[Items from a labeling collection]

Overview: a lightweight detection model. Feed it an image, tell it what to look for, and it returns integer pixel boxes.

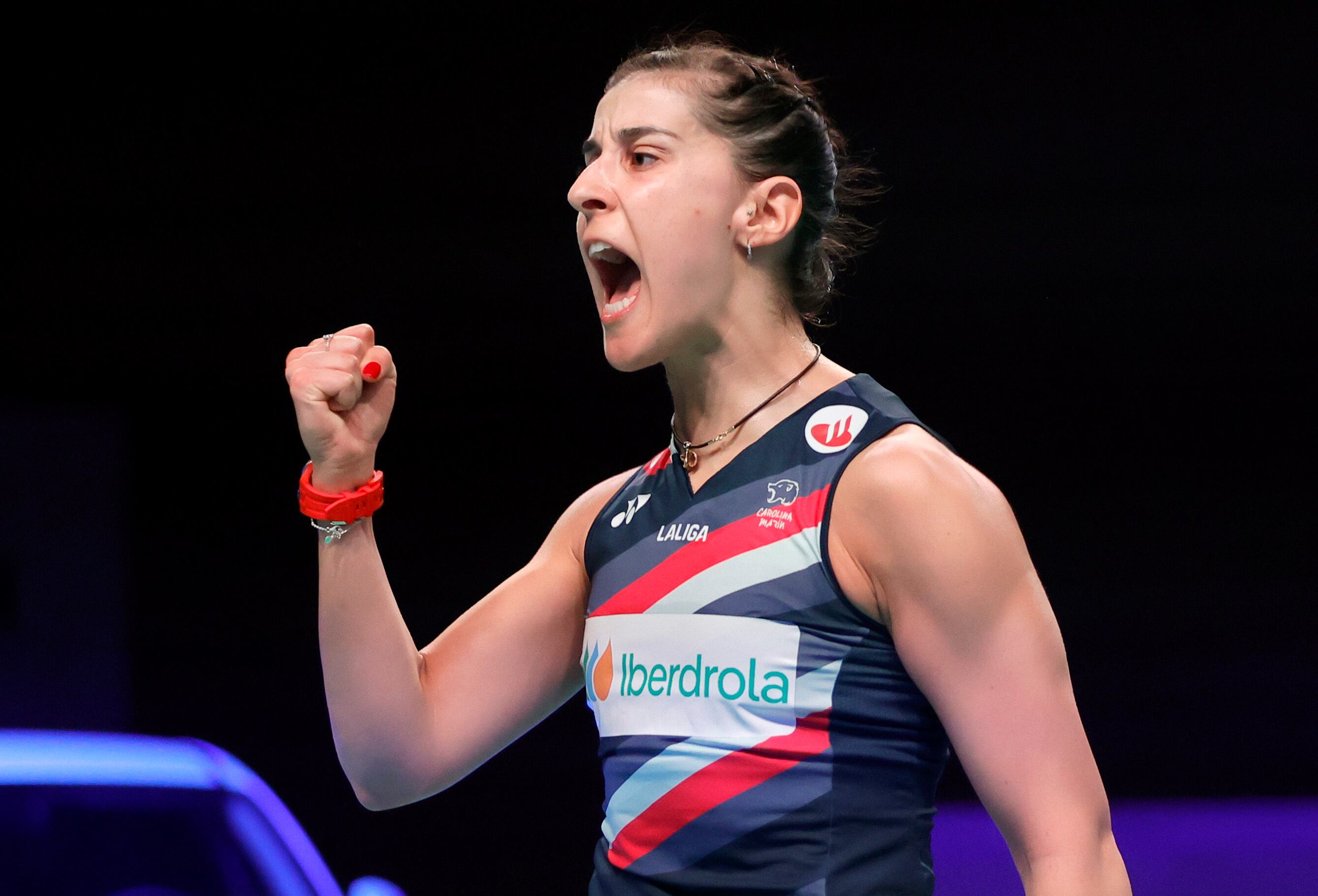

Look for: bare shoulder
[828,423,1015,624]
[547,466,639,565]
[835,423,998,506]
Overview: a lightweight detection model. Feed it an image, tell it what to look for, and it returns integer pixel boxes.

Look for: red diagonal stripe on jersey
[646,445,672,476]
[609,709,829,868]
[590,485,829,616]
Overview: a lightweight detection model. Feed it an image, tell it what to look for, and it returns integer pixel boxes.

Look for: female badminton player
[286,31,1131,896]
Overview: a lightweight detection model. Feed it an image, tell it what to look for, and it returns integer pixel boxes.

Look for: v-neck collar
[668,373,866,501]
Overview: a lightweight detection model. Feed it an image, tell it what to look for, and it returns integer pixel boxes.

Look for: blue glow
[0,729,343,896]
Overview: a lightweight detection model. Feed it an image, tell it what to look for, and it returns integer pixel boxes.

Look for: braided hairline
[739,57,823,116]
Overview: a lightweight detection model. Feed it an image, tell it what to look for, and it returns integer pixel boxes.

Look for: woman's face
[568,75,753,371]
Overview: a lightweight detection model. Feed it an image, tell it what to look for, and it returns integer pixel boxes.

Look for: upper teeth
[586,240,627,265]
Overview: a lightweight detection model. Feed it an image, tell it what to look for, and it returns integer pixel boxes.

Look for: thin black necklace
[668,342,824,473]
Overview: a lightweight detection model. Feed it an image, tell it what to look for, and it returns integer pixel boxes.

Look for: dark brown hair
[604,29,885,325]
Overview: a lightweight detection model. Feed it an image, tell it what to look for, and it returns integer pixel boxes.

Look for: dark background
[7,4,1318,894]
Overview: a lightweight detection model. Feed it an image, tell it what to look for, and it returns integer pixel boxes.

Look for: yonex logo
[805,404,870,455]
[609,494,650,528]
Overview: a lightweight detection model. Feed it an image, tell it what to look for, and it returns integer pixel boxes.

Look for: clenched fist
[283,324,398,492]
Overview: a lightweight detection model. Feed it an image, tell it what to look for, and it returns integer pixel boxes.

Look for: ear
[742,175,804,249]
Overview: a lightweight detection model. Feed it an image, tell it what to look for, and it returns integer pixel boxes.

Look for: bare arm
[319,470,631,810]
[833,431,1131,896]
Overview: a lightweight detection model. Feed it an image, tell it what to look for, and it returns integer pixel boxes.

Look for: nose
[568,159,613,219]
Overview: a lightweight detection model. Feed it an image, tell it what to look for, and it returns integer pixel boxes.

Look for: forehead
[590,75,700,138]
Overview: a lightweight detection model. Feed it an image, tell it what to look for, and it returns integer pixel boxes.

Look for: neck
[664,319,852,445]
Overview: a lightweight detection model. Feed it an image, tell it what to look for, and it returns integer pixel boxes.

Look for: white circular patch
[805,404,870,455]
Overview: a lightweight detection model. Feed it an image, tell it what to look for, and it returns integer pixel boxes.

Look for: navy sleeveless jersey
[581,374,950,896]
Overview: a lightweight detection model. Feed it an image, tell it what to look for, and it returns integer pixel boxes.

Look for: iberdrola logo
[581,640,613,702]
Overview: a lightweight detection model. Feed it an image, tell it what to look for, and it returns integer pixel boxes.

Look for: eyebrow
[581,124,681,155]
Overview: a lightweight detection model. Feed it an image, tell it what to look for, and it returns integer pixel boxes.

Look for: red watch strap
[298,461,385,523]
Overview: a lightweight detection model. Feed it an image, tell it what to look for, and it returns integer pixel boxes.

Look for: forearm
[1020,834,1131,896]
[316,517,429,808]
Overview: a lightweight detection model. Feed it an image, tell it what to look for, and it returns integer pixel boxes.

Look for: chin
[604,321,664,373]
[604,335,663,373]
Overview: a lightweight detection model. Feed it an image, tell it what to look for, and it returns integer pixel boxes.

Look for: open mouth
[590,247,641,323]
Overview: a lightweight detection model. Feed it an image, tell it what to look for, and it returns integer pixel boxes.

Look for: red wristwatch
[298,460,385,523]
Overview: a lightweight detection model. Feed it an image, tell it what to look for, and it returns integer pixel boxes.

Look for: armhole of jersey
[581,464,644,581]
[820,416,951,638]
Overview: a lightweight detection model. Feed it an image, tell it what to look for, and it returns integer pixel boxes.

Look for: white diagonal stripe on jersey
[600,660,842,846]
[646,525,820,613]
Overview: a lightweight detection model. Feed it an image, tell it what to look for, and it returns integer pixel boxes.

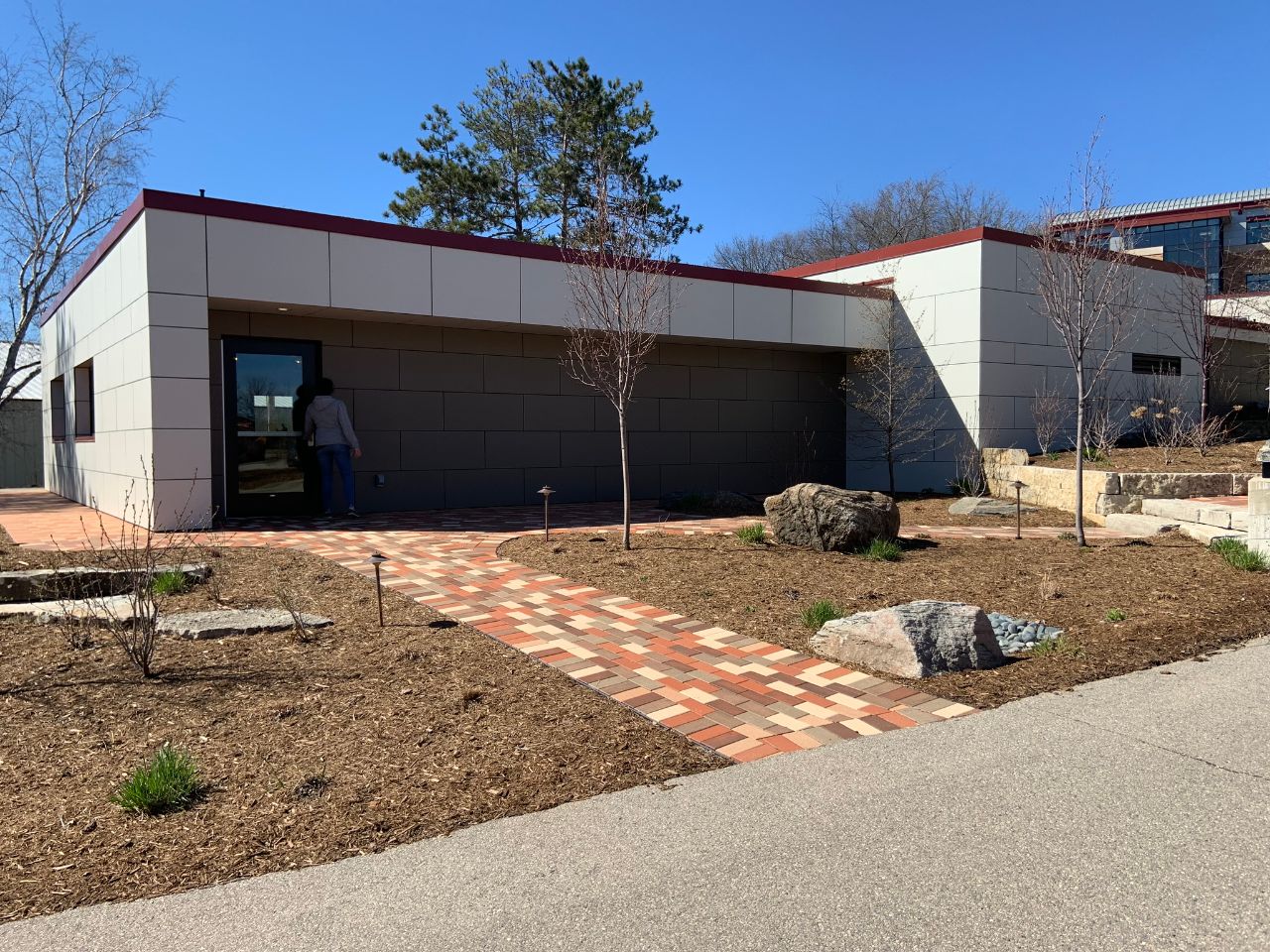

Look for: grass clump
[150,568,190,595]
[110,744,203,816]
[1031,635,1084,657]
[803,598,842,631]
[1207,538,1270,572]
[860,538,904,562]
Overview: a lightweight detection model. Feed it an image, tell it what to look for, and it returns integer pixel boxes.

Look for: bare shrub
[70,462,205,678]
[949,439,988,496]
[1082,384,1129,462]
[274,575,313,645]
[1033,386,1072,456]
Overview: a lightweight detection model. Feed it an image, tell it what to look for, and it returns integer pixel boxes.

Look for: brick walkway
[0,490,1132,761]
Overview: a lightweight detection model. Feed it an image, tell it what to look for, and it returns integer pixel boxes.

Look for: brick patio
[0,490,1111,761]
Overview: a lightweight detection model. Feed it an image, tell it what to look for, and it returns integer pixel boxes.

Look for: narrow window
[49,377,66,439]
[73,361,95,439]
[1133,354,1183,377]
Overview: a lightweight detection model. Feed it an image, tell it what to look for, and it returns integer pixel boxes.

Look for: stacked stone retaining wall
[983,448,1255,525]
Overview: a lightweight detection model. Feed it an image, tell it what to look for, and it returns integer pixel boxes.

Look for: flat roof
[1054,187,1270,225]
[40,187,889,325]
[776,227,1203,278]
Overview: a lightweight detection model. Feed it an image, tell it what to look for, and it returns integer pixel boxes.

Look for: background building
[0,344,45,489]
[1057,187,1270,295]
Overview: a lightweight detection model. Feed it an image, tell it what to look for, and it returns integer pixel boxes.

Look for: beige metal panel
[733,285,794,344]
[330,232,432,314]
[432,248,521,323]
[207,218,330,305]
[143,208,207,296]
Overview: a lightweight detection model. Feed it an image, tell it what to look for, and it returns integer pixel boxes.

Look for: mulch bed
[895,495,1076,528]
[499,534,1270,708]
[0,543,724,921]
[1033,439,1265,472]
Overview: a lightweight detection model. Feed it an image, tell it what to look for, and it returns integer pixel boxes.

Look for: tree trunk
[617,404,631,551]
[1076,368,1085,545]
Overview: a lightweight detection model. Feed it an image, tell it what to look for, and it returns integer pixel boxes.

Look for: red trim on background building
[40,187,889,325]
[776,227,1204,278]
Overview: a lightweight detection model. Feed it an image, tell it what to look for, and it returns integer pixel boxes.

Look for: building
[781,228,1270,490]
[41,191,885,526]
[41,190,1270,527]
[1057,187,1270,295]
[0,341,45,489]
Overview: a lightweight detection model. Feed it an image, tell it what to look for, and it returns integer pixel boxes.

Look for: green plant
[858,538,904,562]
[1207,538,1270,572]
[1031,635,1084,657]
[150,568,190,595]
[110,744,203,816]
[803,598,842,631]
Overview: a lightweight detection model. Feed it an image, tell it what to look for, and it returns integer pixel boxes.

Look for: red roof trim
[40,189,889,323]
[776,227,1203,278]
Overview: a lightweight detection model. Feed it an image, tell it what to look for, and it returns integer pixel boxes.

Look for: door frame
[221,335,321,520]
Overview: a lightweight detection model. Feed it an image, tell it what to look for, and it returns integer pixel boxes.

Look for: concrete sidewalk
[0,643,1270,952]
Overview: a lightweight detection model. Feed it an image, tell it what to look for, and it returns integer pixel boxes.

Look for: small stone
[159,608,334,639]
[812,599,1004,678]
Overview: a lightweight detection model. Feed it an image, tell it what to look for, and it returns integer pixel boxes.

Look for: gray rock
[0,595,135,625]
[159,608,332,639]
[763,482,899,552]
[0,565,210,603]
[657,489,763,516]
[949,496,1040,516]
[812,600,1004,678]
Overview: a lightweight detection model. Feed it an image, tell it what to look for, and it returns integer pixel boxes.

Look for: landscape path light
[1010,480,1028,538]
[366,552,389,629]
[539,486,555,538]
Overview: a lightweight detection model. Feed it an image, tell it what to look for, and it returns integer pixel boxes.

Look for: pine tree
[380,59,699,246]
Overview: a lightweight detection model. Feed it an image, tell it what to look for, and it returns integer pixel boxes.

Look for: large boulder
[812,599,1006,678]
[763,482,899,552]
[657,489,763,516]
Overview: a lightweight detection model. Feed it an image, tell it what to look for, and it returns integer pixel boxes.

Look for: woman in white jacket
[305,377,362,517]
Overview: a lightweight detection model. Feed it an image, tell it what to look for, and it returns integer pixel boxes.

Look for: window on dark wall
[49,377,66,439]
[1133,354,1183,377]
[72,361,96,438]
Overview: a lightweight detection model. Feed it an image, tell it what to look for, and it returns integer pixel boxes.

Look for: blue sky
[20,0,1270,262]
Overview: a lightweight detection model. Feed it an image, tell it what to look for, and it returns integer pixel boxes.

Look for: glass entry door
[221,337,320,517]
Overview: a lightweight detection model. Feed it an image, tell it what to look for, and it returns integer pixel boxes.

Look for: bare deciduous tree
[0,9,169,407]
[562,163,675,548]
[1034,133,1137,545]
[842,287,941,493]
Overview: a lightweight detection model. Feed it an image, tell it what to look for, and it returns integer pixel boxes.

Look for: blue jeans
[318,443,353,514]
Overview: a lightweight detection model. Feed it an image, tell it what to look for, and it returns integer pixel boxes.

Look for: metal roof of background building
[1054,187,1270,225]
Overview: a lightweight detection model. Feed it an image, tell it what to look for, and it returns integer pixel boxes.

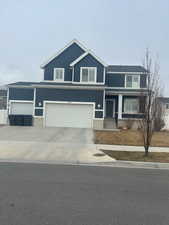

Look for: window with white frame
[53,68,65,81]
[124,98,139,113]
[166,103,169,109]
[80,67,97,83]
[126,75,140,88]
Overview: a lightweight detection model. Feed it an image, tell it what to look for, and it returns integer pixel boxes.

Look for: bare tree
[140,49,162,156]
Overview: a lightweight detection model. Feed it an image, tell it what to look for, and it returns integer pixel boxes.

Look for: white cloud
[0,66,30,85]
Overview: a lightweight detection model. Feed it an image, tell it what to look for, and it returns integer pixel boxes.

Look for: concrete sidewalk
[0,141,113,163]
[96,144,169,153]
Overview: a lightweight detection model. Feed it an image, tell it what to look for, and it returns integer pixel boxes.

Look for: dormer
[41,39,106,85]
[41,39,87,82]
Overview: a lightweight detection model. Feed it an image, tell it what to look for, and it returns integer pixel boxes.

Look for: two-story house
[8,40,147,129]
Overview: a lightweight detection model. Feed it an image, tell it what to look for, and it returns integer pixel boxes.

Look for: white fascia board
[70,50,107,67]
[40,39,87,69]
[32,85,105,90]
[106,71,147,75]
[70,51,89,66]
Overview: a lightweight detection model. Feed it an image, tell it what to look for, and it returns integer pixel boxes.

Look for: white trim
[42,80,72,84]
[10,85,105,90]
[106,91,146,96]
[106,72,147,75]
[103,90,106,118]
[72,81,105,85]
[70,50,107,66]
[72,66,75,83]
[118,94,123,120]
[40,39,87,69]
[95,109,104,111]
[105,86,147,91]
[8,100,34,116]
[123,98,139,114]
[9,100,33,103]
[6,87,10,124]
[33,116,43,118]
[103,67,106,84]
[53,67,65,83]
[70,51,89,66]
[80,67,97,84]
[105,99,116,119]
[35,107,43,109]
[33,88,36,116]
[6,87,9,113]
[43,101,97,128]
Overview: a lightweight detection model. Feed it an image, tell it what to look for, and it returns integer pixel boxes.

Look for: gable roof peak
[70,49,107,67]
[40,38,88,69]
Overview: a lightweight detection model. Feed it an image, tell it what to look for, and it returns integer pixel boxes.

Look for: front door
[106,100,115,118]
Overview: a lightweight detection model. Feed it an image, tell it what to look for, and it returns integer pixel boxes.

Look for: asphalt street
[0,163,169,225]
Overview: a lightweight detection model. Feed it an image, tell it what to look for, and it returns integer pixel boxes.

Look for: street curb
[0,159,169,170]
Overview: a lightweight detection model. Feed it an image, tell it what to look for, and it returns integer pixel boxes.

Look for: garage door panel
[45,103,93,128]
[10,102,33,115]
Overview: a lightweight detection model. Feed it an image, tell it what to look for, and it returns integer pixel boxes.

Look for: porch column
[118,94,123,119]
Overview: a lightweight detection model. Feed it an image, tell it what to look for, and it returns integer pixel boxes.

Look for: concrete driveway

- _Short task_:
Render the entries above as a numbered list, covering everything from the start through the line containing "[0,729,343,896]", inclusive, and dropping blank lines. Leave the pictures out.

- _Solution to the exercise_:
1. Overview: a lightweight detection model. Feed it an image, tell it what to look for, and it returns integer pixel boxes.
2. Look for: bare shoulder
3. [828,423,1015,624]
4. [547,466,639,565]
5. [835,423,998,506]
6. Overview: a lightweight detection model. Feed it an image, tell it what to look for, and it returns integer pixel boxes.
7. Look for: red diagonal stripe on jersey
8. [646,445,672,476]
9. [609,709,829,868]
10. [590,485,829,616]
11. Overview: a lightweight detection model. Feed it an image, tell it what to look for, and it returns integer pixel boxes.
12. Look for: female badminton player
13. [286,31,1131,896]
14. Overview: a lightweight detection model. Feed it an image, tell it what to look for, and it returns integer pixel boxes.
15. Look for: v-neck collar
16. [668,373,866,501]
17. Overview: a lightweight detection model. Feed it an image, tell it what to look for, and it returns integer pixel boxes.
18. Look for: blue glow
19. [0,729,343,896]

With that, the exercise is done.